## Problem statement
Check each line below for the word "roof", and copy those that have it.

## Point-per-instance localization data
Content starts
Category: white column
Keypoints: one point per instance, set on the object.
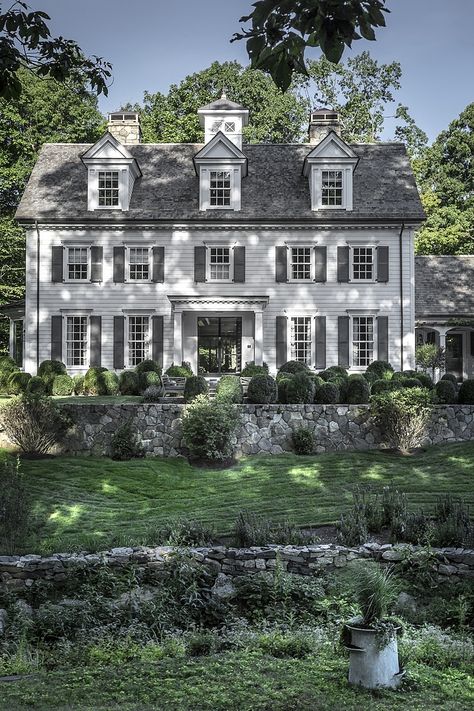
(178, 338)
(258, 338)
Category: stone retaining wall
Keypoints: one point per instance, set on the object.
(20, 573)
(264, 429)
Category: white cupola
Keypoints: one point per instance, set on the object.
(225, 116)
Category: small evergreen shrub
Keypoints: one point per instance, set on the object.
(94, 382)
(445, 392)
(327, 394)
(209, 429)
(195, 385)
(125, 444)
(17, 382)
(129, 383)
(303, 441)
(466, 393)
(262, 390)
(229, 389)
(63, 385)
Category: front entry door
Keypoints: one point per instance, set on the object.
(219, 344)
(454, 356)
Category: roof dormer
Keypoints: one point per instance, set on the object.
(111, 174)
(225, 116)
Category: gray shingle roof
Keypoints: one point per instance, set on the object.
(444, 285)
(275, 189)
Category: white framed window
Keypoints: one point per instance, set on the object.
(363, 341)
(77, 344)
(77, 263)
(219, 263)
(362, 264)
(138, 340)
(301, 340)
(301, 263)
(138, 264)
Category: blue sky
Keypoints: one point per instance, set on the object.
(154, 43)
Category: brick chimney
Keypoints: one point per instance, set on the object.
(125, 127)
(322, 122)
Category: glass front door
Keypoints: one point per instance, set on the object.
(219, 344)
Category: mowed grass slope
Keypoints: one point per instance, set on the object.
(118, 502)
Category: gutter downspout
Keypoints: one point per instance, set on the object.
(402, 325)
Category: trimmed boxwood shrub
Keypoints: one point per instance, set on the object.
(128, 383)
(466, 393)
(327, 394)
(195, 385)
(63, 385)
(229, 389)
(300, 389)
(262, 389)
(445, 392)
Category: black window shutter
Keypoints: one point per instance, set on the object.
(343, 323)
(95, 327)
(320, 339)
(382, 338)
(97, 254)
(382, 264)
(57, 264)
(343, 264)
(56, 337)
(199, 264)
(239, 264)
(320, 264)
(281, 341)
(157, 339)
(158, 264)
(281, 267)
(119, 264)
(119, 342)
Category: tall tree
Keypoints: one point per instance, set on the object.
(275, 117)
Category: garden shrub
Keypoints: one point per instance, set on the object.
(402, 416)
(209, 428)
(17, 382)
(300, 389)
(229, 389)
(33, 423)
(195, 385)
(94, 381)
(251, 369)
(262, 389)
(445, 392)
(466, 393)
(303, 441)
(63, 385)
(327, 394)
(129, 383)
(125, 444)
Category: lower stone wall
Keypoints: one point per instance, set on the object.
Content ends
## Completed exercise
Category: roof dormer
Category: gray shingle roof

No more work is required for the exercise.